▸ **MATERIAL SUPPLIED**
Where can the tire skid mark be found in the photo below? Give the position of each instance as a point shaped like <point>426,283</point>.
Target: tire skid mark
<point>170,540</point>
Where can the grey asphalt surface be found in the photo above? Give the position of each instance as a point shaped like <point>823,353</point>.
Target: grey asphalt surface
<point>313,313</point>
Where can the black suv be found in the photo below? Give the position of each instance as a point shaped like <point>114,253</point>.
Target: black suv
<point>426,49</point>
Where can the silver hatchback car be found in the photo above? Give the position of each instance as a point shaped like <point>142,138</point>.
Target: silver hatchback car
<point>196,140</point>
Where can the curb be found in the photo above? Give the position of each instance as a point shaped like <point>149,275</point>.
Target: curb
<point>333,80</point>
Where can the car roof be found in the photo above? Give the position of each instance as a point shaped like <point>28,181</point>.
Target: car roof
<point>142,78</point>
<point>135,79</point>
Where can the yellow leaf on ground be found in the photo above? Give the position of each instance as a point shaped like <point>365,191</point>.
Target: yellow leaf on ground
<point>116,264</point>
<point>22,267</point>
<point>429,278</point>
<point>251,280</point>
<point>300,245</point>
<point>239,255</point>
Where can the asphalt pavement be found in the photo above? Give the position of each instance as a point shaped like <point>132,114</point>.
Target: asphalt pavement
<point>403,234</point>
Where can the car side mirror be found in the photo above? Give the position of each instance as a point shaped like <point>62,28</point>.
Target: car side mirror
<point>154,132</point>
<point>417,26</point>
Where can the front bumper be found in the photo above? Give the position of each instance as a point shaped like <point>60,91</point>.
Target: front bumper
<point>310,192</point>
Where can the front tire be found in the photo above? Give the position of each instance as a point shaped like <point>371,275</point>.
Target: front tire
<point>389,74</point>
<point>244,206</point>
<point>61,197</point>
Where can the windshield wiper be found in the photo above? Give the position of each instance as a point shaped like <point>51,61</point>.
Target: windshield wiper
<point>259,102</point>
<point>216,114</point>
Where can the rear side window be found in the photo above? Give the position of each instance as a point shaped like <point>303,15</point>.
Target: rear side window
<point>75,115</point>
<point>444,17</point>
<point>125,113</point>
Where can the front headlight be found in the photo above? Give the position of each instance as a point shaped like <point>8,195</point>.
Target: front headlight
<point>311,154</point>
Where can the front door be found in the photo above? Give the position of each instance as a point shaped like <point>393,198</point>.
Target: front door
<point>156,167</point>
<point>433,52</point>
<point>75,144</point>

▸ **PROBLEM STATEMENT**
The full data, repeated exactly, is the only acceptable output.

▸ **WRITTEN ANSWER**
Where can the tire skid mark be found in the photo below? Give the position of each instance as a point shaped like <point>426,283</point>.
Target: tire skid mark
<point>170,540</point>
Where can the grey asphalt surface be found in the photo above? Give the position of each instance as a point shaped like <point>823,353</point>.
Target: grey asphalt surface
<point>313,313</point>
Where can the black suv be found in the photo below? Give the position of each instance as a point shaped like <point>114,253</point>.
Target: black suv
<point>426,49</point>
Where can the silver hatchback car be found in the photo above? Give the position of each instance as a point shaped like <point>142,138</point>.
Target: silver hatchback car
<point>196,140</point>
Where can the curb be found in the photo above? Give the position of each instance as a point shaped like <point>149,275</point>.
Target: curb
<point>333,80</point>
Where can the car roof be found in the photo above? Give the position of each instance as a point shaped like <point>28,181</point>.
Target: car roof
<point>142,78</point>
<point>135,79</point>
Where can the yellow leaf on ground be found in the photo above? Give the position of each instance as a point shaped like <point>365,191</point>.
Target: yellow leaf on ground
<point>116,264</point>
<point>22,267</point>
<point>429,278</point>
<point>251,280</point>
<point>300,245</point>
<point>239,255</point>
Where can the asphalt pavement be found in the photo above? Give the position of each instance as a point shaped like <point>132,114</point>.
Target: asphalt pavement
<point>403,234</point>
Where can the car side mirror be found in the photo above? Give the position of each instance as a point shaped like <point>62,28</point>.
Target: car side mirror
<point>154,132</point>
<point>417,26</point>
Where can the front bumper be found in the photo above? Give the position of each instance as a point shaped like <point>60,91</point>.
Target: front bumper
<point>310,192</point>
Where can the front tire be found in the photo above? Give the position of each instance as a point shaped like <point>371,275</point>.
Target: front tire
<point>389,74</point>
<point>244,206</point>
<point>61,197</point>
Where can the windshield wiper be found in the photo above? Give the position of each instance as a point shaped like <point>51,61</point>.
Target: windshield wiper
<point>259,102</point>
<point>216,114</point>
Where can the rear side window be found in the photo above? Give the position of each instance as a point shaped like <point>303,15</point>.
Target: rear side window
<point>75,115</point>
<point>444,17</point>
<point>125,113</point>
Where can the front headlight be found in the photo above? Give the position of each instance as a point shaped like <point>8,195</point>.
Target: front headlight
<point>311,154</point>
Where can the front door be found in the photo above? Give the position of each instance as a point shaped like <point>393,198</point>.
Target: front door
<point>156,167</point>
<point>433,52</point>
<point>75,144</point>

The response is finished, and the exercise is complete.